== REQUEST ==
Copy the part of the records that opens with the line containing "officer with hair" and closes with the line containing "482,306,870,1024", swapping in "crew member" wherever "officer" appears and changing nothing else.

== DATASET RECORDS ==
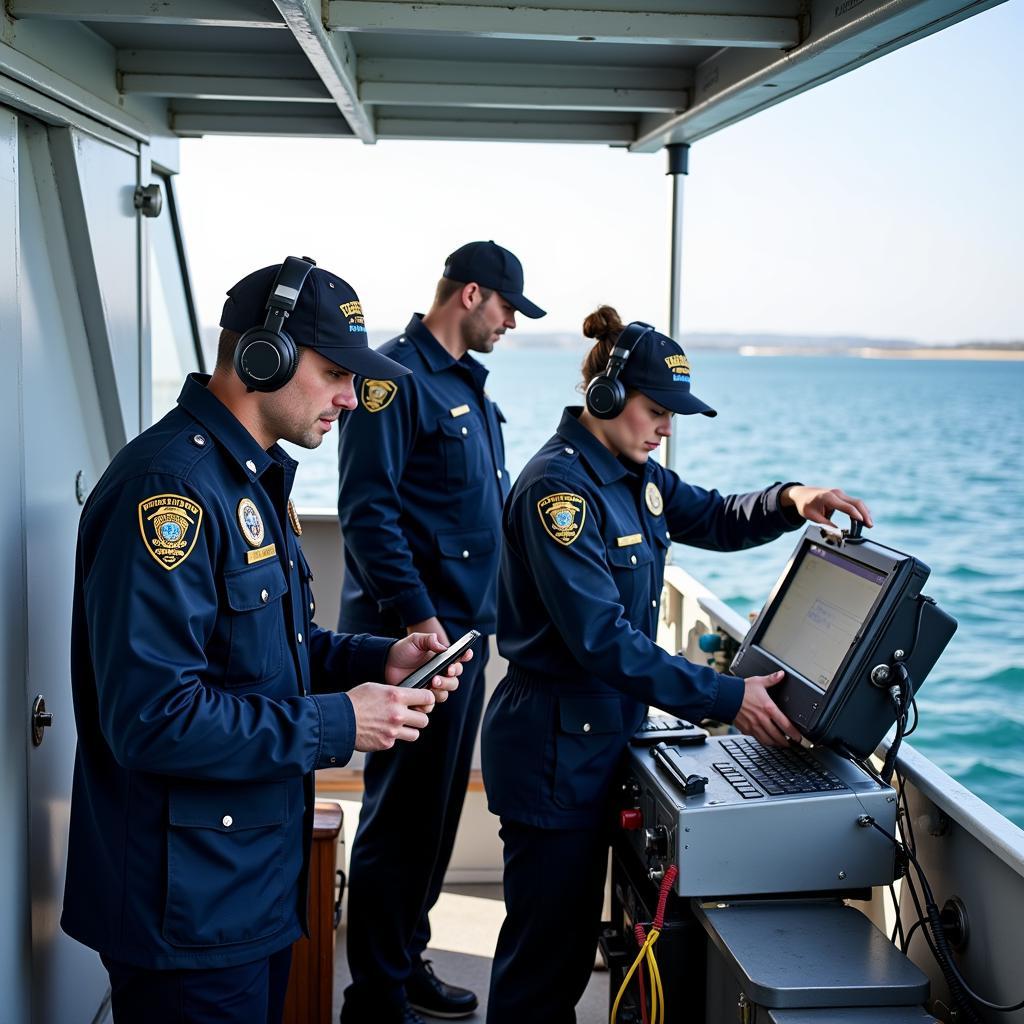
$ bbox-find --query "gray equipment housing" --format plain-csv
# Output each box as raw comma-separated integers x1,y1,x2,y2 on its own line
624,736,896,898
693,900,934,1024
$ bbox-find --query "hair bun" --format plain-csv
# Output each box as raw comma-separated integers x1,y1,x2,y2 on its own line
583,306,624,341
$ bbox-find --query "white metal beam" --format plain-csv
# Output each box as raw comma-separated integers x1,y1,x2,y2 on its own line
631,0,1001,153
7,0,285,29
121,72,334,103
327,0,800,49
377,116,636,145
359,82,686,113
273,0,377,142
170,108,356,138
360,55,693,90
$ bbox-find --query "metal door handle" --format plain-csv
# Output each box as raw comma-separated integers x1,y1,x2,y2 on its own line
32,693,53,746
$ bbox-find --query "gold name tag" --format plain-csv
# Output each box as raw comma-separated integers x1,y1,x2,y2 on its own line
246,544,278,565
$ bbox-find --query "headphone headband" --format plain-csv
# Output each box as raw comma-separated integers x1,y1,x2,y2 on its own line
234,256,316,391
587,321,654,420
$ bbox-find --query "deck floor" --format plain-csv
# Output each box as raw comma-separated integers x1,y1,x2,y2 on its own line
334,885,608,1024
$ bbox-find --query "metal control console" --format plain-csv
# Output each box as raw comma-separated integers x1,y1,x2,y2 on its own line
620,735,896,898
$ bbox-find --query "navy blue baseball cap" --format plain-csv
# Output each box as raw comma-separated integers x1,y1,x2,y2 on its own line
620,331,718,416
444,241,547,319
220,263,412,381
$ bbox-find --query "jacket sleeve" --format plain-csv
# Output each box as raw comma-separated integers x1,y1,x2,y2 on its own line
78,475,357,781
338,377,437,626
660,470,804,551
309,625,397,693
509,477,743,721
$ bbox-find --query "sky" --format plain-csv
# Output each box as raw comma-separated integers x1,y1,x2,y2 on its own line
177,0,1024,343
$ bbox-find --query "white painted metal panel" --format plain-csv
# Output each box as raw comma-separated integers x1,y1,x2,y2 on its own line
0,109,31,1022
18,116,111,1024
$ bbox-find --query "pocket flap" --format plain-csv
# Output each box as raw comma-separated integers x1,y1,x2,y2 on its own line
224,557,288,611
437,529,496,558
437,411,480,440
608,541,654,569
558,697,623,735
167,782,288,833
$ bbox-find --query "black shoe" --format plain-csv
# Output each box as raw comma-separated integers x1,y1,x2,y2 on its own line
406,961,477,1024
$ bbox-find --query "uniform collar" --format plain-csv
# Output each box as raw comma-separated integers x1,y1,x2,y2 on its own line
406,313,488,389
178,374,297,480
557,406,627,484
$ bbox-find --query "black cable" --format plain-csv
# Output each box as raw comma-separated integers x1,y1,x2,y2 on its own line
869,818,1024,1011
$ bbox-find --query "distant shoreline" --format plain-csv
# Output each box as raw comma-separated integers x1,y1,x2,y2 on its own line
735,345,1024,362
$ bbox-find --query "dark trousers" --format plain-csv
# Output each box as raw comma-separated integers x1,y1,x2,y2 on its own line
100,946,292,1024
341,624,488,1024
487,818,608,1024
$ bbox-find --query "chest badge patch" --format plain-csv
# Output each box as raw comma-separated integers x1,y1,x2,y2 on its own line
537,492,587,548
238,498,266,548
360,381,398,413
288,498,302,537
138,495,203,571
643,480,665,515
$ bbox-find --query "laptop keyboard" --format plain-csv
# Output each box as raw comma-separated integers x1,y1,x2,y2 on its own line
713,736,847,800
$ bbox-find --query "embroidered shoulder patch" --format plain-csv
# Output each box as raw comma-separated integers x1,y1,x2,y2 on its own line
360,381,398,413
138,495,203,570
537,492,587,548
643,480,665,515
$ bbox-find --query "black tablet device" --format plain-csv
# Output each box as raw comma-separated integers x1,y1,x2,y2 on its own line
398,630,480,690
732,525,956,757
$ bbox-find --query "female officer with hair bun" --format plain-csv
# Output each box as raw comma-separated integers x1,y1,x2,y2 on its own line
482,306,871,1024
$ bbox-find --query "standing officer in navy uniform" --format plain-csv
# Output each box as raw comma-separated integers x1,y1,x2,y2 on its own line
482,306,871,1024
61,257,461,1024
338,242,544,1024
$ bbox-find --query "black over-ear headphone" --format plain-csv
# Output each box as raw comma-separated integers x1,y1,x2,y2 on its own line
234,256,316,391
587,321,654,420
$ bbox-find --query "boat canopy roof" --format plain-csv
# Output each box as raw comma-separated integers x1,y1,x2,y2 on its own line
0,0,999,153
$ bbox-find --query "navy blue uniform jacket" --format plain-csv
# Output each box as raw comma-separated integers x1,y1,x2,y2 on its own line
482,409,803,828
61,377,393,969
338,314,508,640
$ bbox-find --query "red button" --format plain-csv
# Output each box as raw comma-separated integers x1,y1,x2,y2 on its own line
618,808,643,831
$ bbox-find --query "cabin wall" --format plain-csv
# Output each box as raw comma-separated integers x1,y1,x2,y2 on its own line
0,17,186,1024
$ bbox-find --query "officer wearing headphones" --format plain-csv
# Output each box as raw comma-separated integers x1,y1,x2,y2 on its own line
61,257,461,1024
482,306,870,1024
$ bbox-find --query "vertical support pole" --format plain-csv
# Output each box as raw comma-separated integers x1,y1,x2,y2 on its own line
665,142,690,469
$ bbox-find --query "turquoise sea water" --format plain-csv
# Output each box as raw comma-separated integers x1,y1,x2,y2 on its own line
288,344,1024,826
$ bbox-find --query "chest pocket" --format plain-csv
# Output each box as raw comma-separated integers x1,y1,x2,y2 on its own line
607,541,654,625
437,412,488,486
295,544,316,623
224,558,288,687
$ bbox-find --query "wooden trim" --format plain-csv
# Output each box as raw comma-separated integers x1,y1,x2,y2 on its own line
316,768,483,797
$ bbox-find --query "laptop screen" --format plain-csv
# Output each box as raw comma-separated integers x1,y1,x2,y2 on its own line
759,544,888,690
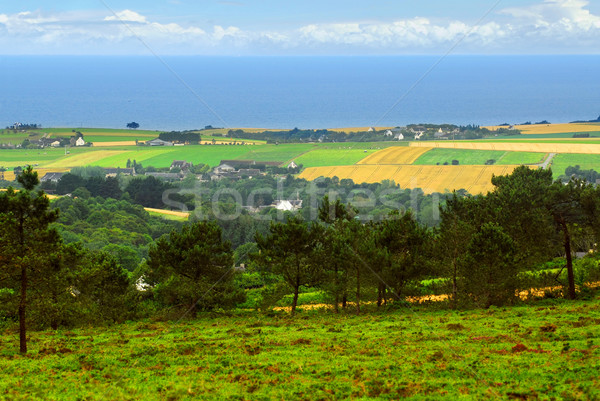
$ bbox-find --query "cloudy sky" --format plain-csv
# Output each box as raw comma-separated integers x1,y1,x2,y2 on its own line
0,0,600,55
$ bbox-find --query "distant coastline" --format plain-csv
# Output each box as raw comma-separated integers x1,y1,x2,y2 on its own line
0,56,600,130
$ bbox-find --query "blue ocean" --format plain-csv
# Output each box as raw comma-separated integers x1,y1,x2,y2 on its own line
0,56,600,130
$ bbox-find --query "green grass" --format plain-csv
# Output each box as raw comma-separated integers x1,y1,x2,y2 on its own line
0,148,90,167
41,128,162,140
413,148,545,165
238,143,317,163
294,148,377,167
0,299,600,400
496,152,546,164
84,135,149,142
551,153,600,178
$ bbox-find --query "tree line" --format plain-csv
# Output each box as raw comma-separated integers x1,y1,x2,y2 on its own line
0,167,600,352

== SOLUTION FOR THIS PROBLEM ==
$ bbox-find --query "female crew member with hair bun" --format plain-csv
# Output each box as raw comma-separated integers x1,y1,x2,y2 on its own line
482,306,871,1024
$ bbox-find --query "standing crew member in navy uniform" --format plain-csv
# Output each box as raw comma-separated integers x1,y1,x2,y2 on its own line
482,306,871,1024
61,257,461,1024
338,242,544,1024
$ bbox-find --query "black over-ear headphone" --format plain-csv
# Output each box as raw comma-separated integers x1,y1,x2,y2 on its own line
234,256,316,391
587,321,654,420
$ bbox-find --query "boat canopy roof" --format plain-csv
# Output each box as raw comma-separated integers x1,y1,x2,y2 on its own line
0,0,999,153
$ bbox-find --query "navy blue uniform jacket" --format plain-csv
# Output each box as raw comma-separated integers x1,y1,x2,y2 on its own line
482,409,803,828
61,377,393,969
338,314,508,640
$ bbox-find --query "red button" --format plain-csv
# Output each box as raw comma-separated integers x1,y1,x2,y2 on its own line
618,808,643,831
$ bbox-find --query "cabin wall" --format plain-csv
# Output each box as raw comma-separated integers x1,y1,x2,y2 on its own line
0,17,186,1024
$ bbox-find --query "crew member wearing headphones" --format plain-csv
# Output each box as raw comma-separated integers x1,y1,x2,y2 on its own line
61,257,461,1024
482,306,870,1024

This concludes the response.